Task input:
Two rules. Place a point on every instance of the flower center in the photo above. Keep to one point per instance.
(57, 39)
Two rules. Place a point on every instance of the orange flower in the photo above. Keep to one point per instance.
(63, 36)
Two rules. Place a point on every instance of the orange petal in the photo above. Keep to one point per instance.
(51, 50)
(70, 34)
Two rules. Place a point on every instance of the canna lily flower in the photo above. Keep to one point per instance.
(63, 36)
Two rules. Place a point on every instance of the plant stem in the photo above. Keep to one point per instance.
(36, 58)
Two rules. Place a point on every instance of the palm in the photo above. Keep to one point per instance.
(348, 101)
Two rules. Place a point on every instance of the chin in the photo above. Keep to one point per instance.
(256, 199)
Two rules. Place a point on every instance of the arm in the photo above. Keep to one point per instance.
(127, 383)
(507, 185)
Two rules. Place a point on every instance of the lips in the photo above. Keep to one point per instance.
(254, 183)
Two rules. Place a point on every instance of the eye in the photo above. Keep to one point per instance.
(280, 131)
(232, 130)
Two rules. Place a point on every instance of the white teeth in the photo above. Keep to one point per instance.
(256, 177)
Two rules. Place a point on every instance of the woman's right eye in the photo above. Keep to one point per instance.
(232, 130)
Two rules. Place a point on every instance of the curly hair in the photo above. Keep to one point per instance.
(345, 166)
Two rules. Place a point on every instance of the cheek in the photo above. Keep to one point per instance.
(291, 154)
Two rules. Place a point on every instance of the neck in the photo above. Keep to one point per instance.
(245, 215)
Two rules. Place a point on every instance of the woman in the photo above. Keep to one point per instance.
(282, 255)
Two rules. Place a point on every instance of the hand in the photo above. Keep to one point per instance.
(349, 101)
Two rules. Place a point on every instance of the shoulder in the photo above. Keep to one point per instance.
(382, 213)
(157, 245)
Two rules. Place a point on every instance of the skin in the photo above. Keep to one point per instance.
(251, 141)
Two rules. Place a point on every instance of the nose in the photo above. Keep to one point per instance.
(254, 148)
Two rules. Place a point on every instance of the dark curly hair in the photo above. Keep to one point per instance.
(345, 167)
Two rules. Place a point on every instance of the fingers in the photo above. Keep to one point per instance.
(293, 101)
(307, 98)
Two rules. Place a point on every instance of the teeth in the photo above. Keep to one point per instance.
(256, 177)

Exercise brief: Rewrite all of the material above as a numbered list, one item per line, with blank lines left out.

Answer to this problem:
1. Two rules. Place a point on every instance of the flower center in the photo above. Keep to one point per instance.
2. (57, 39)
3. Two rules. Place a point on every instance of the orange flower in the photo above. Keep to one point per instance.
4. (63, 36)
5. Two rules. Place a point on every instance of the orange petal in the photo above. Keep to one point per instance.
6. (51, 50)
7. (70, 34)
8. Two rules. Place a point on every instance of the canna lily flower in the photo above. Keep to one point per instance.
9. (63, 36)
10. Two rules. Place a point on every instance of the plant stem in the photo above. Keep to one point per instance.
11. (36, 58)
12. Two rules. Place a point on every instance of the palm in the photo above. Keep to one point per instance.
13. (348, 101)
14. Two rules. Place a point on every instance of the chin in the photo above. Keep to one point per instance.
15. (256, 199)
16. Two rules. Place a point on every instance of the arm in the photo above. Keep to one point per instance.
17. (127, 383)
18. (507, 185)
19. Two rules. Place a point on every instance of the lips in the photo above. Keep to one point per instance.
20. (254, 183)
21. Two rules. Place a point on every instance of the eye in the photo above. Keep to one point per instance.
22. (280, 131)
23. (232, 130)
24. Two rules. Place a point on every instance of the white teeth in the photo above. Keep to one point per instance.
25. (256, 177)
26. Two rules. Place a point on every instance of the woman's right eye in the photo above. Keep to one point per instance.
27. (232, 130)
28. Two rules. Place a point on every instance of the curly hair in the photo above. Keep to one point per instance.
29. (345, 166)
30. Two rules. Place a point on every instance of the cheek in the photo above. Keep to one point per instance.
31. (291, 154)
32. Two rules. Place a point on every instance of the neck in the photo above. Keep to one point per instance.
33. (245, 215)
34. Two rules. Place a point on every instance of the woman in the photo above. Keep to one point per instance.
35. (282, 255)
36. Two rules. Place a point on every instance of the hand in the photo above. Keep to one point per instance.
37. (349, 101)
38. Two rules. Place a point on every instance of the shoulder in the photo above. Keep to one point per instance.
39. (382, 213)
40. (157, 245)
41. Two rules. Place a point on every instance of the skin in the photo above. Keep to one point per instance.
42. (251, 141)
43. Two rules. Place a point on every instance of the nose in the photo above. Keep to one point per instance.
44. (254, 148)
45. Two rules. Place a point on every instance of the dark curly hair in the photo above. Keep to one point per instance.
46. (345, 167)
47. Two rules. Place a point on every instance of the fingers in the photo above. Keep to one point per instance.
48. (293, 101)
49. (307, 98)
50. Two rules. Place a point on every instance of the teeth in the photo above. Keep to one point per instance.
51. (256, 177)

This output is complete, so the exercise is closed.